-- EXTRACT follows --

Monitoring and securing cloud-based databases is a developer’s responsibility

 

Connecting state and local government leaders

Because relying a designated database administrator for monitoring, troubleshooting and query analysis is becoming a luxury agencies with aggressive code release schedules simply cannot afford, software developers are stepping up.

Modern application development has delivered new levels of flexibility and responsiveness to government agencies. The ability to churn out better code more quickly spanning multiple platforms across hybrid cloud environments means greater return for the end user, However, it requires more work to ensure the development path and the data it produces are fully in sync, secure, optimized and error-free.

This responsibility has increasingly fallen upon application developers. They’re being asked to double as database administrators to maintain fluidity in the process and support an agency’s rapid release cycle. Recognizing this responsibility, understanding its associated pain points and arming the “accidental database administrator” with the necessary tools in this expanding role is critical to success.

CI/CD conflating roles

The adoption of CI/CD (continuous integration/continuous delivery), now the fundamental cornerstone of DevOps pipelines, means organizations are shifting code releases from batch events to continuous or daily occurrences. Consequently, the lines that have traditionally defined “development” and “database” have blurred.

Relying a designated database administrator for monitoring, troubleshooting and query analysis is becoming a luxury agencies with aggressive code release schedules simply cannot afford. Therefore, software developers are taking on multiple responsibilities, some of which were once handled by belabored storage and database administrators. For instance, they’re allocating storage for their applications in real time and managing database optimization as a component of the development cycle.

In assuming these responsibilities, developers must monitor the performance of their applications and databases to ensure optimal performance. It’s a tricky balancing act: It requires an eye on the entire database ecosystem -- including security -- and having the right supporting tools.

Database administrator tasks for the modern developer

Software-as-a-service-based APM (application performance management) involves continuously identifying performance and availability issues for proactive detection and diagnosis. It requires developers to understand and care about the full database ecosystem. They must be prepared to find issues with the database, identify and locate problematic queries and know how to address them.

-- EXTRACT concluded --
-- DATA FOR ANALYSIS follows --

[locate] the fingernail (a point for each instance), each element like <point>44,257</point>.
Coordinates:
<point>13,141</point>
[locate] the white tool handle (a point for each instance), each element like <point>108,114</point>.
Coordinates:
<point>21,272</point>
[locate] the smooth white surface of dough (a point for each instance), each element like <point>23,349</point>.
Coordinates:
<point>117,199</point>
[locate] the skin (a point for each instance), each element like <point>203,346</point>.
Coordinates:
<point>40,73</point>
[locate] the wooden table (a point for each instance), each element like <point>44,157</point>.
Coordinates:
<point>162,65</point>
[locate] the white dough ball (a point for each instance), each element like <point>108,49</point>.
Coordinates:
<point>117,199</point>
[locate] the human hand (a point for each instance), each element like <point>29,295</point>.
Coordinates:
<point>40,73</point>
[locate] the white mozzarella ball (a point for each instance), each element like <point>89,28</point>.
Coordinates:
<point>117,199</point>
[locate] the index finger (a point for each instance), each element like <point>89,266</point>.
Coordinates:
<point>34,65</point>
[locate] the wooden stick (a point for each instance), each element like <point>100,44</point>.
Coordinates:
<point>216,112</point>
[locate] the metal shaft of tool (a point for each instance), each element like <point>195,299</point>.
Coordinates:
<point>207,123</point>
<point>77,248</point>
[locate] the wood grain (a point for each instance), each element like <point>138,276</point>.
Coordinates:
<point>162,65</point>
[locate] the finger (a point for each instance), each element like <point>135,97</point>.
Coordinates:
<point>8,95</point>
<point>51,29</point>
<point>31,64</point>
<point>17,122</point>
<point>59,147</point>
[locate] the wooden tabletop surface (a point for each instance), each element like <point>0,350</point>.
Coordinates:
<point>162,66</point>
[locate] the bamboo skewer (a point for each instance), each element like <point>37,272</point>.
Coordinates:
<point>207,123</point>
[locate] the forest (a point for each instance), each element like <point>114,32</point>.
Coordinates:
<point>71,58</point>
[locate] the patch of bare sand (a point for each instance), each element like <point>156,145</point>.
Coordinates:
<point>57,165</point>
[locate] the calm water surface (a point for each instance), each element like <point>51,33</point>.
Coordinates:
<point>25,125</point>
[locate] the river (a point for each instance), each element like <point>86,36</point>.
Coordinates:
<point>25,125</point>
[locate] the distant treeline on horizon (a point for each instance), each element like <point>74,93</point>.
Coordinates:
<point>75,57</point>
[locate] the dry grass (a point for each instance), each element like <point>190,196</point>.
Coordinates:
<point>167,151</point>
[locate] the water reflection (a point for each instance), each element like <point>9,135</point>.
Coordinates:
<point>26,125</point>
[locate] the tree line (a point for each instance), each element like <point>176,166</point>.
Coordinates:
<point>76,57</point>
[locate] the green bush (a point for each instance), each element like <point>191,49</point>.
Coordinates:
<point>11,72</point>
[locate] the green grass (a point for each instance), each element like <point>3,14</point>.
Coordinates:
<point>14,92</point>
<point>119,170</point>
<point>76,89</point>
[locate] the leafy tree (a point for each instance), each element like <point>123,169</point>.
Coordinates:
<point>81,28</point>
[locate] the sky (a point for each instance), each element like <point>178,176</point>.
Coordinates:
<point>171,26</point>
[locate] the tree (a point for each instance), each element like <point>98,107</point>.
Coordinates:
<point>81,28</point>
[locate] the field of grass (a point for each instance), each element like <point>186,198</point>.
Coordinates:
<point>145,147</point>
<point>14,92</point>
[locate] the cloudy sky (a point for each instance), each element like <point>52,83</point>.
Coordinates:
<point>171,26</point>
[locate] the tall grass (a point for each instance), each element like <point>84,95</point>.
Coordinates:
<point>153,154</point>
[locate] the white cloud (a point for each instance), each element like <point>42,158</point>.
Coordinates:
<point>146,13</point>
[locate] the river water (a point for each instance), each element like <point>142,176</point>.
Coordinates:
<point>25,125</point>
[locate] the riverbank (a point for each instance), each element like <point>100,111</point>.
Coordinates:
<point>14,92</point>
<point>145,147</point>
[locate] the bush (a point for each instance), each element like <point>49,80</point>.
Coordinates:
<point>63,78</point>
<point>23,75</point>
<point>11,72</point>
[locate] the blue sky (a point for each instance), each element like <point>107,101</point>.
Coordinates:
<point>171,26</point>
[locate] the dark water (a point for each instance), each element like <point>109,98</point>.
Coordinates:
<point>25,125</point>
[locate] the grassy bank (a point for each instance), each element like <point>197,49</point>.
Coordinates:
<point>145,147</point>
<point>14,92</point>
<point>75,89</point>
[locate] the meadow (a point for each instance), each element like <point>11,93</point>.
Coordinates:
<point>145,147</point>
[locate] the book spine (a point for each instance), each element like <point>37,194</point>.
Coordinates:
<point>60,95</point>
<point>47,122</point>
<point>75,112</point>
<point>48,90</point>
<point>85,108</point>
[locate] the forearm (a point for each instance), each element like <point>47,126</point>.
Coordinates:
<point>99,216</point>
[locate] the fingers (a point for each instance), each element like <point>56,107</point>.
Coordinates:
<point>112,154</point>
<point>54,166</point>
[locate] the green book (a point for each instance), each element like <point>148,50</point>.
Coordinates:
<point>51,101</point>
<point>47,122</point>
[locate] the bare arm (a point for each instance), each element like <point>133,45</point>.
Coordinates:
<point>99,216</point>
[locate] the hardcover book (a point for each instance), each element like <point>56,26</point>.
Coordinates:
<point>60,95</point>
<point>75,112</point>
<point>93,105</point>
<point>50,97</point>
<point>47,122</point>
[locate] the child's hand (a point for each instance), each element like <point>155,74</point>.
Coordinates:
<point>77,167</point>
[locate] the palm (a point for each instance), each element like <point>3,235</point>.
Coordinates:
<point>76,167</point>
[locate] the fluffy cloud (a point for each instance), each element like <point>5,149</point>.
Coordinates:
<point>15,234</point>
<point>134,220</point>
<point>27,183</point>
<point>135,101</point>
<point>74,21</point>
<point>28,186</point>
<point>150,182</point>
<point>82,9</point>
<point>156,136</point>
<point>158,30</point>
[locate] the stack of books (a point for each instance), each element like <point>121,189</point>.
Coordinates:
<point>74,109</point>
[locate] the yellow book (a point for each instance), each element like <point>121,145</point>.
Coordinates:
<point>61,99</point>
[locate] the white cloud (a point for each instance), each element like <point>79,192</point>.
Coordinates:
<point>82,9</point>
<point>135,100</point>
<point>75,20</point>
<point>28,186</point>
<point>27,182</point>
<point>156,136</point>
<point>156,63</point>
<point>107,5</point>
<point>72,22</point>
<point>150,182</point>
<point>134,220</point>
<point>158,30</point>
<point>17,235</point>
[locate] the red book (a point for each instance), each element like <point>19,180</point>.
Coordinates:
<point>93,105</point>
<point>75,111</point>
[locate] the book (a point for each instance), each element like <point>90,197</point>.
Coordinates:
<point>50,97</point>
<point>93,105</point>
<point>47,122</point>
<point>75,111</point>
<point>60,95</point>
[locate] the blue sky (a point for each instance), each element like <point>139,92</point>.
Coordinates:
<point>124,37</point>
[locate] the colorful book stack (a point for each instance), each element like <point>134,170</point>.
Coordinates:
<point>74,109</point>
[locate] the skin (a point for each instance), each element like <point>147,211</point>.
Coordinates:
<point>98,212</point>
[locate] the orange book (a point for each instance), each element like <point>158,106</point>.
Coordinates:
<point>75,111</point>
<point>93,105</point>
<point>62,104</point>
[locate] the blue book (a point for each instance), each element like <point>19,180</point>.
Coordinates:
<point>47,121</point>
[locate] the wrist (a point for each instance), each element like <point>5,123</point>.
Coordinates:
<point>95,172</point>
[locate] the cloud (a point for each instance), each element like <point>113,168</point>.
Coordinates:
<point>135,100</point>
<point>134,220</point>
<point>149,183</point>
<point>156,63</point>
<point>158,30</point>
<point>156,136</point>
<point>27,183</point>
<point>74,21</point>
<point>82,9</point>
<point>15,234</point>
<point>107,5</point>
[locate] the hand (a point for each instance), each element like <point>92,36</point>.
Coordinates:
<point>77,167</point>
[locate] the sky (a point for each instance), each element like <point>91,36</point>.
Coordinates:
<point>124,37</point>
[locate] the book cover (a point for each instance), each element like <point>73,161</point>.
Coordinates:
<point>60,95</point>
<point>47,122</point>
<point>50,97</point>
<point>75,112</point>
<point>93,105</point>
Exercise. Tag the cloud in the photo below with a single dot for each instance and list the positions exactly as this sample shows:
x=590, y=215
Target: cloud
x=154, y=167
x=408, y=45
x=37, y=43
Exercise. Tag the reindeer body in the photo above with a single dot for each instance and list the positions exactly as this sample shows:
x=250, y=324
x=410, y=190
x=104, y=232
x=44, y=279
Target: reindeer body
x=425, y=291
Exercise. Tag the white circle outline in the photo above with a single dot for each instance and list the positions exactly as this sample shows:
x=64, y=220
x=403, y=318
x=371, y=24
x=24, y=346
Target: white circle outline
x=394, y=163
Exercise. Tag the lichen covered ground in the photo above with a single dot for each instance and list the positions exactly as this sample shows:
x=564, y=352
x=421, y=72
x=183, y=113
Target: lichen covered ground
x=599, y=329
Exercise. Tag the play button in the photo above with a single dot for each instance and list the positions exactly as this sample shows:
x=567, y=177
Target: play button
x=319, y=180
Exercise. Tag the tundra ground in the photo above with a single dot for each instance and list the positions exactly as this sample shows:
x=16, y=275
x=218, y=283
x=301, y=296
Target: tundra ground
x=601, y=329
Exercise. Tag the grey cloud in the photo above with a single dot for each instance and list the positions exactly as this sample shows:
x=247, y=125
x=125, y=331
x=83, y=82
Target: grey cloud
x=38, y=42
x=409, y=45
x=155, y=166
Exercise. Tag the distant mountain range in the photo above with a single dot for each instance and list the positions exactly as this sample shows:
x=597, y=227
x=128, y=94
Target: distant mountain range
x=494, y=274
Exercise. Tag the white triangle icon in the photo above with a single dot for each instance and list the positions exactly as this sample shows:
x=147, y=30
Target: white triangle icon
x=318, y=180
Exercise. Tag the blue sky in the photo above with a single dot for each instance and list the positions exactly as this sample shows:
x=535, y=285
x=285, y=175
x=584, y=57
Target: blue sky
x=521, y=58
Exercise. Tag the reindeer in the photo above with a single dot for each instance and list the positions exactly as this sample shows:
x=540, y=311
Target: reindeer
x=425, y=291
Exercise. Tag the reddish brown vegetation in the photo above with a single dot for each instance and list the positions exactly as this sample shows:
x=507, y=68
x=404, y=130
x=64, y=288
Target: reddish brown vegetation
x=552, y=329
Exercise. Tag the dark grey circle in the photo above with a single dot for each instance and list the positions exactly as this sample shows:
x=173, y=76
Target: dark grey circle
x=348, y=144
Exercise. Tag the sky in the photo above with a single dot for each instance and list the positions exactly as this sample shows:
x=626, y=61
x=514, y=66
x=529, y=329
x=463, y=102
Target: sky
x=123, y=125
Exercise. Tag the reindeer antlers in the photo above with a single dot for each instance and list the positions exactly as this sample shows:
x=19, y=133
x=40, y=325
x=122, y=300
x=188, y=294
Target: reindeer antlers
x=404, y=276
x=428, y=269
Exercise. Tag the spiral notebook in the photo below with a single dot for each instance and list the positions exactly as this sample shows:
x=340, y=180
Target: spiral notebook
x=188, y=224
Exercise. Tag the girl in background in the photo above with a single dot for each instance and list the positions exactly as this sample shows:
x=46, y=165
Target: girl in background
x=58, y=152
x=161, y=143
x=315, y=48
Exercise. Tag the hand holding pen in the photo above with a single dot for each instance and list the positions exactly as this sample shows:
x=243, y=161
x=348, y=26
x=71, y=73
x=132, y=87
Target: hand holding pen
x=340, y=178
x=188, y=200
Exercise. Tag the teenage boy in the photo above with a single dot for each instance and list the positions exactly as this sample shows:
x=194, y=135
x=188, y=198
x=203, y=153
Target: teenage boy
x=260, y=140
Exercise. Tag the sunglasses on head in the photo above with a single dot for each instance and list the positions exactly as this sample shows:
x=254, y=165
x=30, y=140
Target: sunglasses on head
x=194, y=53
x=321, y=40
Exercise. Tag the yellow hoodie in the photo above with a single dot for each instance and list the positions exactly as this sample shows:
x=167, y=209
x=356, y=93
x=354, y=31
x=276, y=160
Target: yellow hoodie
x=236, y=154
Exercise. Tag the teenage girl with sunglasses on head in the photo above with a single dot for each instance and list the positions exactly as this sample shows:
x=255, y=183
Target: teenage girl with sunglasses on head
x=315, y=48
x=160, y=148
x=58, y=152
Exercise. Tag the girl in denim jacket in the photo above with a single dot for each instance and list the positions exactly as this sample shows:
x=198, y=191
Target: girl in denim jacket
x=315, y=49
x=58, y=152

-- DATA FOR ANALYSIS concluded --

WHAT NEEDS TO BE DONE: Reproduce the passage of the article on developers' database responsibilities from "Because relying a" up to and including "optimized and error-free.", switching "agencies" to "departments".

ANSWER SECTION:
Because relying a designated database administrator for monitoring, troubleshooting and query analysis is becoming a luxury departments with aggressive code release schedules simply cannot afford, software developers are stepping up.

Modern application development has delivered new levels of flexibility and responsiveness to government departments. The ability to churn out better code more quickly spanning multiple platforms across hybrid cloud environments means greater return for the end user, However, it requires more work to ensure the development path and the data it produces are fully in sync, secure, optimized and error-free.